Advanced LC-MS Facilitates High-Throughput Metabolomics Research

Aaron Hudson, PhD

Aaron Hudson, PhD, is vice president, global marketing and strategy at SCIEX, a global leader in the sensitive and precise quantification of molecules. SCIEX is part of the Danaher (NYSE:DHR) family of global science and technology innovators and is committed to helping customers solve complex challenges, improving the quality of life around the world, and in doing so, realizing life’s potential. He received his PhD in molecular genetics and protein chemistry, and his BSc in biochemistry and microbiology from The University of Sheffield, UK.

Metabolomics studies are primarily performed using liquid chromatography coupled with mass spectrometry (LC-MS), as this method offers the greatest precision in terms of sensitivity and specificity and measuring multiple useful parameters, including molecular weight, of many species at once. It also lends itself well to both the targeted analysis of known metabolites and the untargeted analysis of unknown molecules in a sample.

◇ ◇ ◇ ◇ ◇ ◇ ◇

_Task item_
Quote the stretch of the LC-MS metabolomics text from "Advanced LC-MS Facilitates" through "of Sheffield, UK.", word for word.

_Image point grounding data_

◇ ◇ ◇ ◇ ◇ ◇ ◇

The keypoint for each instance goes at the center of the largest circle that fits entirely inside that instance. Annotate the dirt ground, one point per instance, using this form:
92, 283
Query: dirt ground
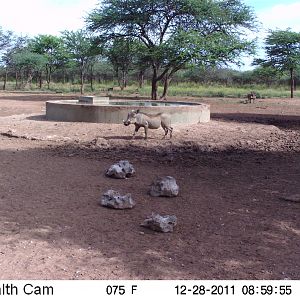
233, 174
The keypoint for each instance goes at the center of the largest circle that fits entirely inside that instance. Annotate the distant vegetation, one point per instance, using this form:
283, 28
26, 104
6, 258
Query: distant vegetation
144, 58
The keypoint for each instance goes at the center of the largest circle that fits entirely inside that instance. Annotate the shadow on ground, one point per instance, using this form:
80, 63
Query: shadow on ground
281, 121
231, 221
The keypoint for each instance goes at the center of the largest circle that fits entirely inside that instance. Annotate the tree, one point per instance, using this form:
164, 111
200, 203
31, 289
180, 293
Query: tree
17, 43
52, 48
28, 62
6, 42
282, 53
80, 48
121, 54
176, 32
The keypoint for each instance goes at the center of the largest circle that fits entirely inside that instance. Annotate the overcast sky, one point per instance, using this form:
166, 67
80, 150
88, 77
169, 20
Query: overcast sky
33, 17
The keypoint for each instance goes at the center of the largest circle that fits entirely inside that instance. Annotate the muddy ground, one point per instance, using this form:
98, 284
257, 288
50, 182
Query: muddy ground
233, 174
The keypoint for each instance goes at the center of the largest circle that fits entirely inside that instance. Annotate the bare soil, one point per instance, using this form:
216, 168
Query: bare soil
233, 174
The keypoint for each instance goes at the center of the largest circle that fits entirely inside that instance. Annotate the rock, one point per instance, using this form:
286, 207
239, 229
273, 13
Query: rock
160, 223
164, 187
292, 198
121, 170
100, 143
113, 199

◇ ◇ ◇ ◇ ◇ ◇ ◇

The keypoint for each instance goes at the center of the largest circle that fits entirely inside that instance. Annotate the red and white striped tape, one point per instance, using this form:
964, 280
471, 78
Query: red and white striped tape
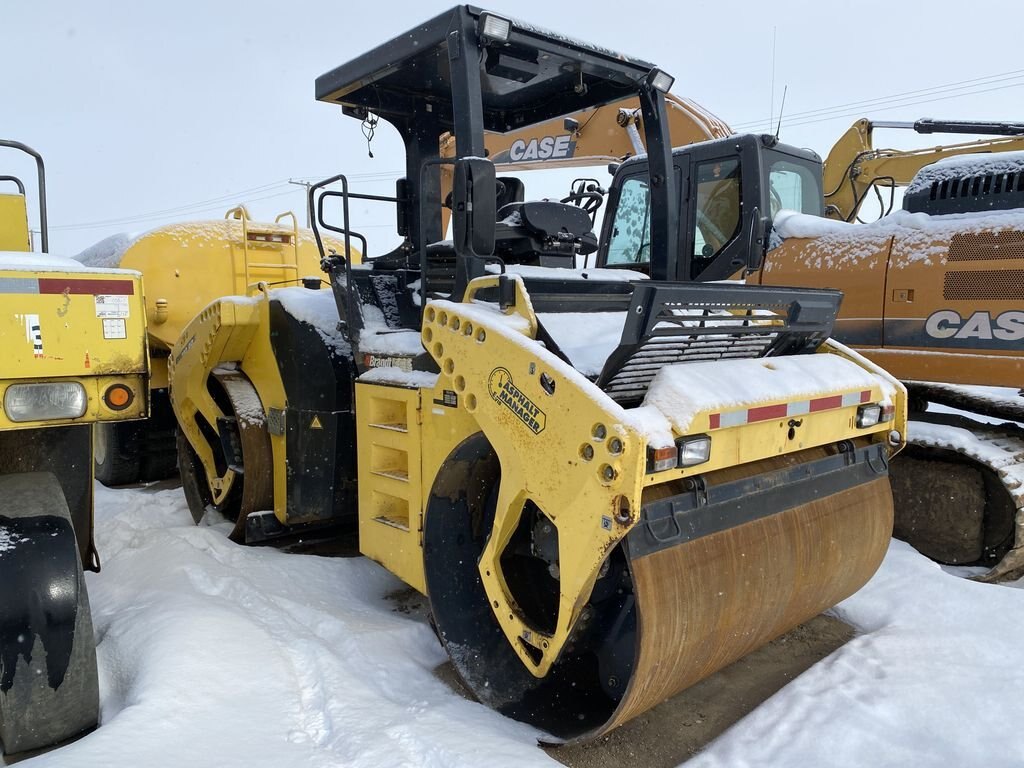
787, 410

◇ ◇ ◇ ◇ ◇ ◇ ◇

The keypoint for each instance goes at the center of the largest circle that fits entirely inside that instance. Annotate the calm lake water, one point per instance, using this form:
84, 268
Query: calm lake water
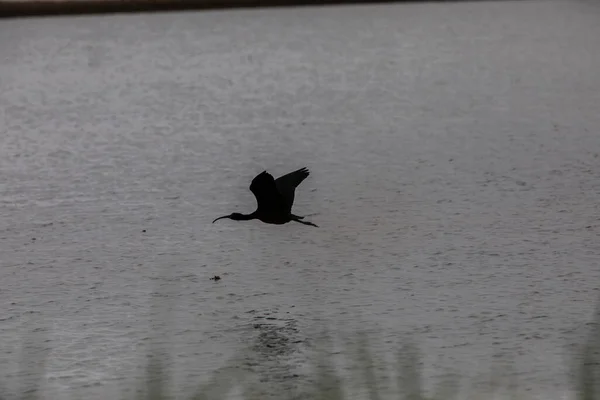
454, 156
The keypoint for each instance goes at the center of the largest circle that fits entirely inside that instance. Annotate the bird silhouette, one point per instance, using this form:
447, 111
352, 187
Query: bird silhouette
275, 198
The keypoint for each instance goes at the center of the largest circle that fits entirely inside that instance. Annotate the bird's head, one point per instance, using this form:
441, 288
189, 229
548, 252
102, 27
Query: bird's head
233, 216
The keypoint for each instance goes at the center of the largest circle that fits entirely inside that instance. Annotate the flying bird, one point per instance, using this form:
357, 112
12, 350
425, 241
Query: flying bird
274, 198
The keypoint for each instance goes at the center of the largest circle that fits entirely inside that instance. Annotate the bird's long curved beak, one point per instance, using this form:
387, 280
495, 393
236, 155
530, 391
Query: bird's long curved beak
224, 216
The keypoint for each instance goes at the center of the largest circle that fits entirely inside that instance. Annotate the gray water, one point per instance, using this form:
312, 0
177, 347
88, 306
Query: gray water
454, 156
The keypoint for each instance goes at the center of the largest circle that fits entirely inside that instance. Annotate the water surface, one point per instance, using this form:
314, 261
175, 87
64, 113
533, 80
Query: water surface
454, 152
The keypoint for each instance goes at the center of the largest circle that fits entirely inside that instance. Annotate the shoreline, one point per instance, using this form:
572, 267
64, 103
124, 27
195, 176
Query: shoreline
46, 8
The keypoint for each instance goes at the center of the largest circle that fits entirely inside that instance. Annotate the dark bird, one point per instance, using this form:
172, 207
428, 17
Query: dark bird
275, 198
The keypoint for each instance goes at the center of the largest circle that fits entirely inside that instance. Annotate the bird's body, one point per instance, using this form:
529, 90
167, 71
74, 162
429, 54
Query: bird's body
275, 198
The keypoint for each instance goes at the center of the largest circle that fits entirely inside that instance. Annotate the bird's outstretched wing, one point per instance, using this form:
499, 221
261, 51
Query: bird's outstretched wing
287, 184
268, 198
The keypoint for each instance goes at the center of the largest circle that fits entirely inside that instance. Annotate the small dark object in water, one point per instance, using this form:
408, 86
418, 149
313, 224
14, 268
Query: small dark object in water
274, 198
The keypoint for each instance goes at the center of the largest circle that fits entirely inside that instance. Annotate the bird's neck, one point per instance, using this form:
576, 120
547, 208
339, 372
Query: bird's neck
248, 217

◇ ◇ ◇ ◇ ◇ ◇ ◇

_Worked solution_
Advanced LC-MS Facilitates High-Throughput Metabolomics Research

Aaron Hudson, PhD

Aaron Hudson, PhD, is vice president, global marketing and strategy at SCIEX, a global leader in the sensitive and precise quantification of molecules. SCIEX is part of the Danaher (NYSE:DHR) family of global science and technology innovators and is committed to helping customers solve complex challenges, improving the quality of life around the world, and in doing so, realizing life’s potential. He received his PhD in molecular genetics and protein chemistry, and his BSc in biochemistry and microbiology from The University of Sheffield, UK.